> _DATASET_
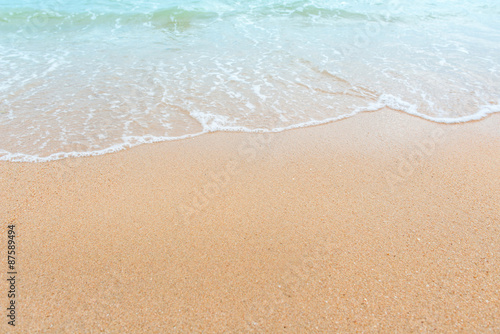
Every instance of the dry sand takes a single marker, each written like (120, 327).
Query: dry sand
(379, 223)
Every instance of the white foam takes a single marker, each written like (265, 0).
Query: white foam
(213, 123)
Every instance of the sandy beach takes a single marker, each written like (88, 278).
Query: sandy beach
(382, 222)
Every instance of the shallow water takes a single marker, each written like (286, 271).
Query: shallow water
(92, 77)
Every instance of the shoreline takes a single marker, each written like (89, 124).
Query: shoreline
(378, 222)
(482, 114)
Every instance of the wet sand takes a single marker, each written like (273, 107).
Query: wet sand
(378, 223)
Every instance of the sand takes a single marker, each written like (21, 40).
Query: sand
(383, 222)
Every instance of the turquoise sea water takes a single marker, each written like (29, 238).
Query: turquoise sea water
(96, 76)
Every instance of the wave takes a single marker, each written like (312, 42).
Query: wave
(384, 101)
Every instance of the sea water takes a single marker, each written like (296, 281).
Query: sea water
(96, 76)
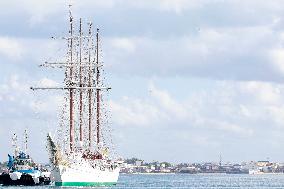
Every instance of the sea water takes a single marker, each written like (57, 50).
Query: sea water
(191, 181)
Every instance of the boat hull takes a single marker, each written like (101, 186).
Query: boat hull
(84, 176)
(23, 180)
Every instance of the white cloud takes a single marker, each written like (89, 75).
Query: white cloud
(11, 48)
(277, 59)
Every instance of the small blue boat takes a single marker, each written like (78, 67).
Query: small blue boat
(22, 170)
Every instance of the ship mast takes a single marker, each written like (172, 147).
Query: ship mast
(98, 90)
(26, 141)
(71, 103)
(82, 74)
(90, 91)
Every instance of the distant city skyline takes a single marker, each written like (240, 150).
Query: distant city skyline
(190, 78)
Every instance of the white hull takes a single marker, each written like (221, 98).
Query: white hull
(85, 175)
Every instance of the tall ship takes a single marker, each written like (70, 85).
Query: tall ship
(21, 169)
(81, 150)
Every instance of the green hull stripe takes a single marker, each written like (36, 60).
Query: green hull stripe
(84, 183)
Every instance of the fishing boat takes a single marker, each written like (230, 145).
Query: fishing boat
(22, 170)
(81, 151)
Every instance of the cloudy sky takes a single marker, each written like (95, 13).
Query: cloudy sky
(191, 79)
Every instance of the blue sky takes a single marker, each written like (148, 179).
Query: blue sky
(191, 78)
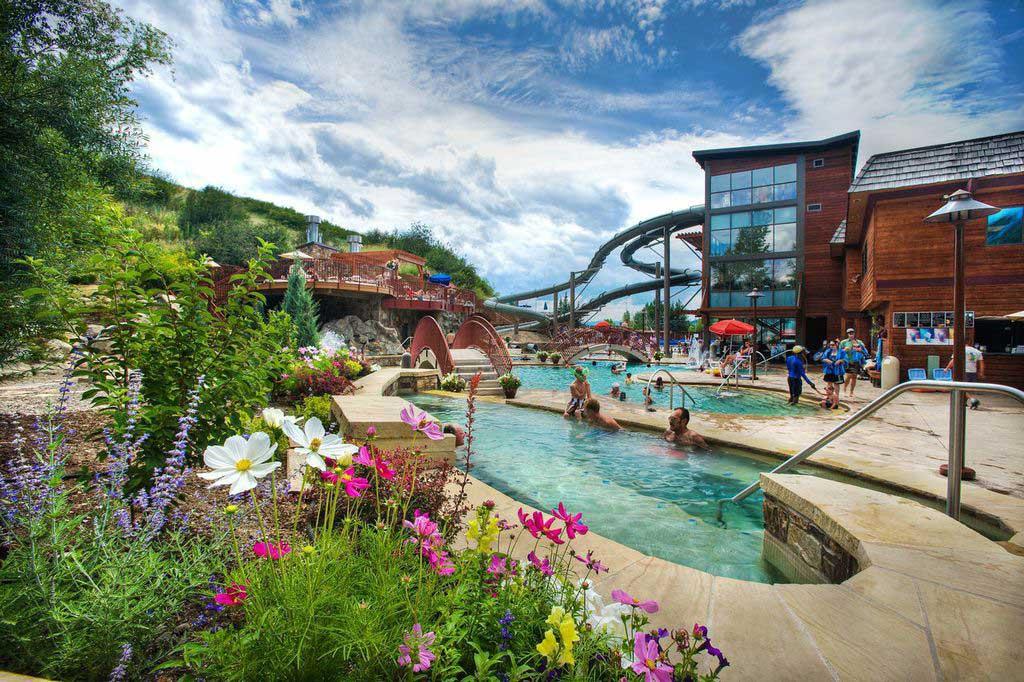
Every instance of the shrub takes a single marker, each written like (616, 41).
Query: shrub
(301, 307)
(509, 381)
(320, 372)
(453, 382)
(177, 332)
(94, 584)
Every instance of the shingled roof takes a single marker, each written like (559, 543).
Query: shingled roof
(996, 155)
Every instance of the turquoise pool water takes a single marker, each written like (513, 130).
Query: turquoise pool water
(731, 400)
(631, 486)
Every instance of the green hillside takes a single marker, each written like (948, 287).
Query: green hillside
(226, 227)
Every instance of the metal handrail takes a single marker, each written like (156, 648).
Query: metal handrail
(957, 422)
(672, 402)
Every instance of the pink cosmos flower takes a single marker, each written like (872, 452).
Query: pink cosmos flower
(645, 659)
(364, 457)
(264, 550)
(419, 642)
(624, 598)
(420, 422)
(572, 524)
(232, 596)
(544, 566)
(591, 562)
(353, 485)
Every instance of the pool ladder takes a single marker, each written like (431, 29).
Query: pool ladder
(672, 387)
(957, 427)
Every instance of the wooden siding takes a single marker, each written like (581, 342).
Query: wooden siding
(909, 269)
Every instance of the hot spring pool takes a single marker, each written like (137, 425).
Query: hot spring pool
(631, 486)
(731, 400)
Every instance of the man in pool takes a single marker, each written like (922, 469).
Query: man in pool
(679, 431)
(579, 393)
(592, 414)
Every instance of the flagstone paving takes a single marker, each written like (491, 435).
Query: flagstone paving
(914, 611)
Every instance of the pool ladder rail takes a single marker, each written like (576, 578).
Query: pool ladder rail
(672, 388)
(957, 430)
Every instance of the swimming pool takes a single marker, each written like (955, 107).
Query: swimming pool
(631, 486)
(706, 398)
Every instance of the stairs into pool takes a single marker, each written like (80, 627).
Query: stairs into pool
(470, 360)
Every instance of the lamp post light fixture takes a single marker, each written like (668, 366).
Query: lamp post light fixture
(755, 295)
(961, 207)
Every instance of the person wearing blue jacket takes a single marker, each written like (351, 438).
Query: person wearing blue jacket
(795, 365)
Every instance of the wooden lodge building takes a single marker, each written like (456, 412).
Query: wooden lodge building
(829, 250)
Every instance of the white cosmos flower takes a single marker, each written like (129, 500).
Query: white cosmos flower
(240, 463)
(316, 443)
(274, 417)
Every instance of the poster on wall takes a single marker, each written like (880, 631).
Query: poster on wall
(929, 336)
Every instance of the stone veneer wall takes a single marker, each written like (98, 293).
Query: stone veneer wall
(801, 550)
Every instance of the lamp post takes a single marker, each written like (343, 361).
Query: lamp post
(961, 207)
(755, 295)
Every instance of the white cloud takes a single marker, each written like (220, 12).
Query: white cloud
(904, 73)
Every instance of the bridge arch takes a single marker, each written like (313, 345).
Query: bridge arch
(429, 349)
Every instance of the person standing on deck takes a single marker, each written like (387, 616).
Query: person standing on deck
(796, 365)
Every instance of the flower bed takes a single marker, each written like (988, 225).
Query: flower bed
(357, 576)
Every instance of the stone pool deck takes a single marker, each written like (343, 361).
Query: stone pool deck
(900, 448)
(932, 599)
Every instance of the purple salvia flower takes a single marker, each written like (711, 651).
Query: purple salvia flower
(169, 479)
(121, 671)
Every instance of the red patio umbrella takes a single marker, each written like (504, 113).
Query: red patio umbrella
(730, 328)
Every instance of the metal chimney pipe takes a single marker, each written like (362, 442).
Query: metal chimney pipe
(312, 228)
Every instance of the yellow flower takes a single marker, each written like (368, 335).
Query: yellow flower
(549, 646)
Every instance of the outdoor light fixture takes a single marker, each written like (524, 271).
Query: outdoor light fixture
(961, 206)
(755, 296)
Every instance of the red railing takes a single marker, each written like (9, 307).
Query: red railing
(477, 333)
(570, 342)
(428, 335)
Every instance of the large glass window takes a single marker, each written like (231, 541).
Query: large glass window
(762, 185)
(748, 232)
(774, 278)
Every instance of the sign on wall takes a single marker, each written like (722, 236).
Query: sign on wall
(929, 336)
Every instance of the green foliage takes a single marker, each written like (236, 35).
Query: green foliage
(315, 406)
(168, 327)
(301, 307)
(440, 257)
(67, 127)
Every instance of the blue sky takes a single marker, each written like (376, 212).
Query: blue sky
(527, 131)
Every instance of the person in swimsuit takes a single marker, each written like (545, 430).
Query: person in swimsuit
(592, 413)
(679, 431)
(579, 393)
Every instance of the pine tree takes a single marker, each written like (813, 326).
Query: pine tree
(299, 304)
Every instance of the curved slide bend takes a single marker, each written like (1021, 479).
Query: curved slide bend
(631, 239)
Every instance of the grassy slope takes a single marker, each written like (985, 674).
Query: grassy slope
(159, 205)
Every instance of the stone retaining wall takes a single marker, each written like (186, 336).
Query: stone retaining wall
(801, 550)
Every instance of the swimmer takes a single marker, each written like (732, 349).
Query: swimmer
(592, 413)
(579, 393)
(679, 432)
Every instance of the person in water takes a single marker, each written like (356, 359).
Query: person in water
(592, 414)
(579, 393)
(679, 431)
(796, 365)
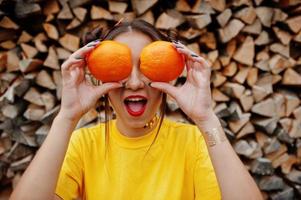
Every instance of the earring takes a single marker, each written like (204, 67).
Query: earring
(151, 123)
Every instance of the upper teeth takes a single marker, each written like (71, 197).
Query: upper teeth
(134, 99)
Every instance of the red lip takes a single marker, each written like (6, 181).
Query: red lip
(132, 112)
(135, 96)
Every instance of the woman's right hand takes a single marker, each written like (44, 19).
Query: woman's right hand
(78, 95)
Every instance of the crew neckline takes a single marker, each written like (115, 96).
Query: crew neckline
(133, 142)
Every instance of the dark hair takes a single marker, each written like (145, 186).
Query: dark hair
(122, 27)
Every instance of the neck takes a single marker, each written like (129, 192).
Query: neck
(134, 131)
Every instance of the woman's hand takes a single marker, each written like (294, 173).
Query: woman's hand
(79, 96)
(194, 97)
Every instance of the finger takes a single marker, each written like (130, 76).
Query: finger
(189, 54)
(78, 57)
(70, 62)
(82, 52)
(106, 87)
(165, 87)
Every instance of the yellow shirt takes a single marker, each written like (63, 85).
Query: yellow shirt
(177, 166)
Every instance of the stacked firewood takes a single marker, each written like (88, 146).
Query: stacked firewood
(253, 46)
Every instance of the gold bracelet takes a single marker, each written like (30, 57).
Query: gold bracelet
(215, 136)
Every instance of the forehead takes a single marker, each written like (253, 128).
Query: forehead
(134, 39)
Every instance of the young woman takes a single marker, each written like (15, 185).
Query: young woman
(138, 155)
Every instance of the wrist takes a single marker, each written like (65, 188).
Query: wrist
(67, 117)
(208, 120)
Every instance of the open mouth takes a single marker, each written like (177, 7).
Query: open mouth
(135, 105)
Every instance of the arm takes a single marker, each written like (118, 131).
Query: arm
(230, 171)
(194, 98)
(40, 178)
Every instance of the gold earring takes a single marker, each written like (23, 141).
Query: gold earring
(151, 123)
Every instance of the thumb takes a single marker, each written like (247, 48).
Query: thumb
(106, 87)
(165, 87)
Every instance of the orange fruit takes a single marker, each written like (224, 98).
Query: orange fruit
(110, 61)
(160, 61)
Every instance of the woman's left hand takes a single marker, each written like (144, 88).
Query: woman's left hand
(194, 97)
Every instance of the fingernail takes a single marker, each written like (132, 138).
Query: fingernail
(91, 45)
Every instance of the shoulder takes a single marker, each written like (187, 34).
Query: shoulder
(86, 135)
(187, 136)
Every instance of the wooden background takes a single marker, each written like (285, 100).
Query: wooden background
(253, 47)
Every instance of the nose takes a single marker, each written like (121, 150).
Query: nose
(134, 82)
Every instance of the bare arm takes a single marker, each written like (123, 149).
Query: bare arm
(40, 178)
(234, 179)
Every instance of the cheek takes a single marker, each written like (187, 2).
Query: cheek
(114, 97)
(156, 96)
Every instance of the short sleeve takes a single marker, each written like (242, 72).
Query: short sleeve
(69, 185)
(205, 181)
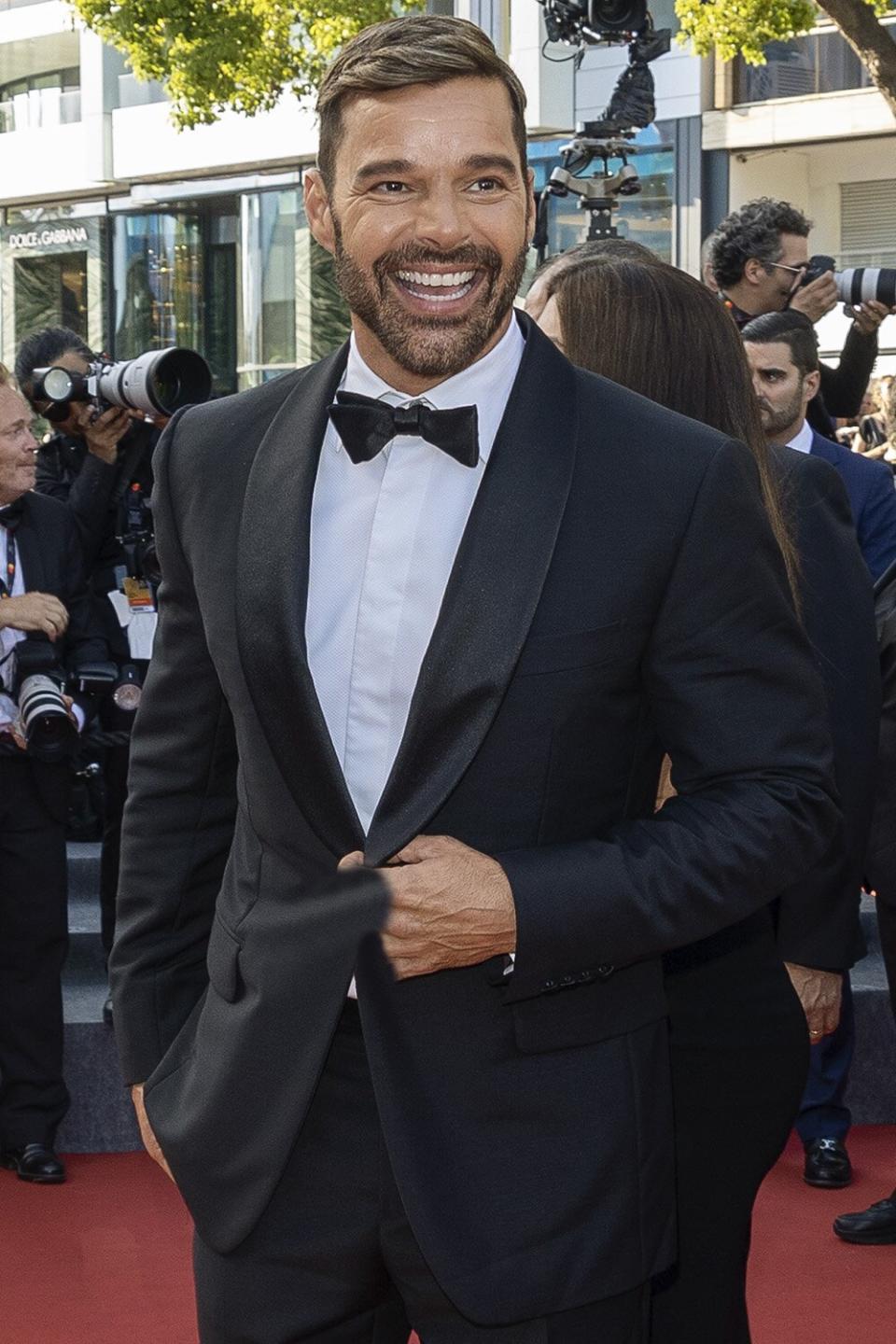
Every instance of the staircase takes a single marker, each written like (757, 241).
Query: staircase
(101, 1117)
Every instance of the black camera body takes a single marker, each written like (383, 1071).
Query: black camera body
(39, 686)
(159, 382)
(857, 284)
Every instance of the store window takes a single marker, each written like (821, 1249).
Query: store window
(158, 283)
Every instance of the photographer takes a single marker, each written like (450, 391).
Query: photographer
(759, 259)
(46, 620)
(101, 467)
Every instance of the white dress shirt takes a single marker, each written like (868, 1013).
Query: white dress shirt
(802, 441)
(8, 640)
(383, 540)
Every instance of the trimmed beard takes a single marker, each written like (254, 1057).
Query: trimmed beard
(428, 345)
(776, 421)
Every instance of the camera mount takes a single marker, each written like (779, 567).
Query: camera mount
(632, 107)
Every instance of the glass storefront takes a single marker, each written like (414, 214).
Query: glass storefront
(52, 272)
(237, 277)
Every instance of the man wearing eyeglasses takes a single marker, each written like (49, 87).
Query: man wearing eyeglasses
(759, 257)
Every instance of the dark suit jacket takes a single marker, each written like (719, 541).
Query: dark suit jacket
(881, 845)
(843, 388)
(819, 916)
(617, 595)
(872, 497)
(51, 562)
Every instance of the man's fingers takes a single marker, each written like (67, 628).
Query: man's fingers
(150, 1142)
(424, 847)
(352, 861)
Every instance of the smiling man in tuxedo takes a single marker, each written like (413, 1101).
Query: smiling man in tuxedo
(392, 902)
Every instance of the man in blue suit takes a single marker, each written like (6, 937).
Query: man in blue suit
(783, 357)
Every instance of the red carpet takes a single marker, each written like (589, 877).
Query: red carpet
(105, 1258)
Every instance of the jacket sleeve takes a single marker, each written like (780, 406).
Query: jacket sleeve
(876, 522)
(844, 387)
(182, 787)
(737, 706)
(817, 917)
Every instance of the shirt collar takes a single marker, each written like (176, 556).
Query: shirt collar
(802, 440)
(485, 385)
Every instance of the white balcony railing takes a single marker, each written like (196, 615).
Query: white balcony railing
(40, 107)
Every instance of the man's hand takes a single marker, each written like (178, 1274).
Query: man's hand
(452, 906)
(150, 1142)
(101, 433)
(869, 316)
(817, 299)
(35, 611)
(819, 993)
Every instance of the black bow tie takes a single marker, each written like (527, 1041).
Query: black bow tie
(11, 513)
(366, 427)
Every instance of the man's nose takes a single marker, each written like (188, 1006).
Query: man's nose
(442, 219)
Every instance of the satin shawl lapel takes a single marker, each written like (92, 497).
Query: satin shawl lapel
(822, 446)
(272, 601)
(491, 597)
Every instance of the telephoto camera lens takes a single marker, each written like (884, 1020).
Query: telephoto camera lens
(46, 724)
(861, 284)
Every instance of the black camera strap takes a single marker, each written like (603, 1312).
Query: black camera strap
(9, 573)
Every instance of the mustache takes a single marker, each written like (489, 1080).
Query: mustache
(464, 257)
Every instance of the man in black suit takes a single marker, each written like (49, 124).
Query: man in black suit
(783, 357)
(43, 597)
(759, 256)
(448, 604)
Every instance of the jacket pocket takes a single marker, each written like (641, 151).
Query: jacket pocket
(222, 959)
(586, 1014)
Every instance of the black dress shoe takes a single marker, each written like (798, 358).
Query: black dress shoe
(34, 1163)
(876, 1226)
(828, 1164)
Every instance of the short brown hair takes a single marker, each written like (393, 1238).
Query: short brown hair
(422, 49)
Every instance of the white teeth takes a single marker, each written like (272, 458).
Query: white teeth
(452, 281)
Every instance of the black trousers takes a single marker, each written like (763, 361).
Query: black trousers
(739, 1060)
(34, 941)
(335, 1260)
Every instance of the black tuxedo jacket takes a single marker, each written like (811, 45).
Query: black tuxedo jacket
(617, 595)
(51, 561)
(819, 921)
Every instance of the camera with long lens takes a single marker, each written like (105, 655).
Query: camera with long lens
(39, 687)
(159, 382)
(578, 21)
(856, 284)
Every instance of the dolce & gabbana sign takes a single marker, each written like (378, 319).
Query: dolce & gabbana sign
(49, 237)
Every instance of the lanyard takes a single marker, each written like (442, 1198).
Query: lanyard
(9, 574)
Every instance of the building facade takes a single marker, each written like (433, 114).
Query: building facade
(138, 235)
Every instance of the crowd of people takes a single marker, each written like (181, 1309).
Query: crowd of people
(514, 748)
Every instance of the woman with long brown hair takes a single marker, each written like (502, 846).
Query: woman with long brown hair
(737, 1032)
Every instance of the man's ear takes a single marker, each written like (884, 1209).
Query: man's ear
(754, 271)
(317, 208)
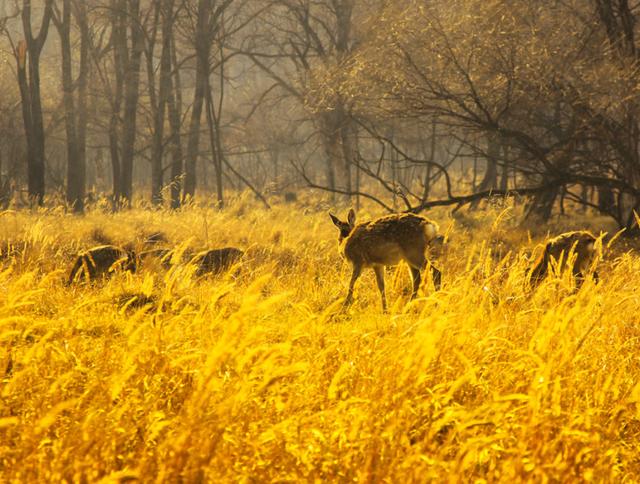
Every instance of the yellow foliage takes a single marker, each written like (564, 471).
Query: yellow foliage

> _TASK DESCRIPTION_
Copy, without the pictures, exactly the lines from the line with "Every instance of the short brown" through the end of the material above, both ends included.

> _ANSWER TO THE PROBLEM_
Every instance of the short brown hair takes a single marker, each written like (393, 1238).
Query: short brown hair
(422, 49)
Every instance of the white teeth takes a single marker, each written like (272, 458).
Query: white teeth
(452, 281)
Every instance of the black trousers takes a single marker, each written like (763, 361).
Query: black trousers
(739, 1060)
(34, 941)
(335, 1260)
Every instance of the black tuxedo jacket takes a single marker, each written like (811, 45).
Query: black tuxedo jacket
(617, 595)
(51, 561)
(819, 921)
Every instance of the camera with long lens takes a single marker, each written like (105, 655).
Query: camera with long lens
(39, 687)
(159, 382)
(578, 21)
(856, 284)
Every instance of the dolce & gabbana sign takes a single marker, each written like (378, 319).
Query: dolce & gabbana sign
(49, 237)
Every instance of the lanyard takes a single marker, each written like (442, 1198).
Query: lanyard
(9, 574)
Every instance of the building facade takes a single marker, each written like (433, 114).
Query: building facade
(138, 235)
Every instance of the crowd of people takes a single marker, each written like (181, 1309).
Query: crowd of people
(514, 748)
Every instance of the woman with long brown hair takes a single marker, each written like (502, 846).
Query: woman with long brown hair
(737, 1032)
Every instance of the man's ear takes a single marker, each written like (884, 1209).
Query: man's ear
(754, 271)
(317, 208)
Every instance of the yellow foliage takes a single marker, each written like (564, 471).
Query: yellow foliage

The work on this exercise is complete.